___ Document section

This pales in comparison to the facts of Order of the Phoenix. There, Neville shows his strength, dedication, and courage. When the trio meets his grandmother, they are surprised to find that Neville had told her about Hermione, praising her uniquely, even above Harry or the Weasleys. It’s a pity we don’t hear all he told her, but grandmother Longbottom’s attitude and singling her out is clearly a sign of special interest. Perhaps it’s just gratitude from Neville, but more likely it’s something deeper. This deep care arouses courage in the Department of Ministries.

______
___ Given information

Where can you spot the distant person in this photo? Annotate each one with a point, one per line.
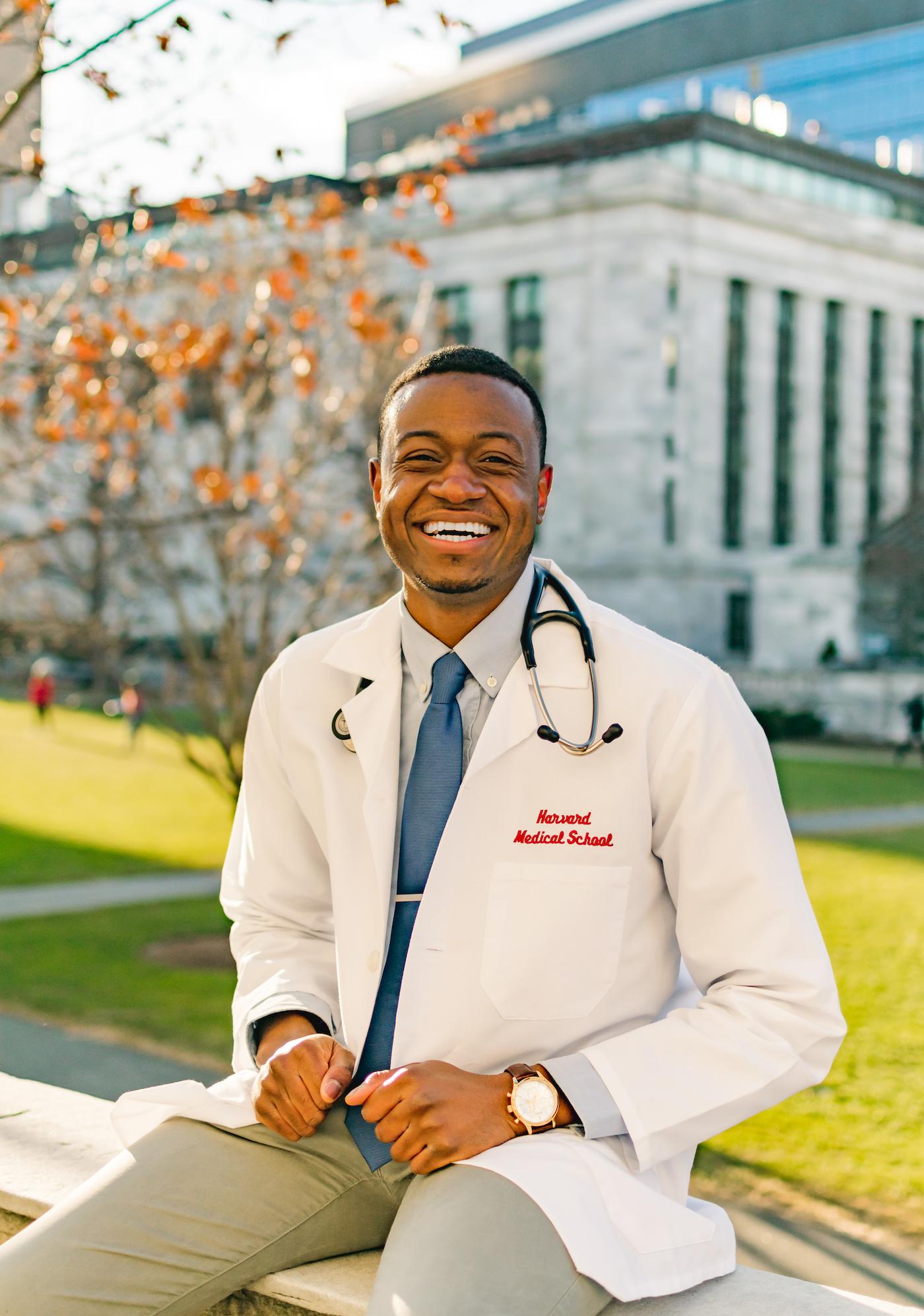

______

Objectives:
[A] Retype the passage on Neville Longbottom word for word, from "This pales in" to "Department of Ministries.".
[B] In the passage on Neville Longbottom, whom did Neville praise to his grandmother even above Harry or the Weasleys?

Answers to the problems:
[A]
This pales in comparison to the facts of Order of the Phoenix. There, Neville shows his strength, dedication, and courage. When the trio meets his grandmother, they are surprised to find that Neville had told her about Hermione, praising her uniquely, even above Harry or the Weasleys. It’s a pity we don’t hear all he told her, but grandmother Longbottom’s attitude and singling her out is clearly a sign of special interest. Perhaps it’s just gratitude from Neville, but more likely it’s something deeper. This deep care arouses courage in the Department of Ministries.

[B] Hermione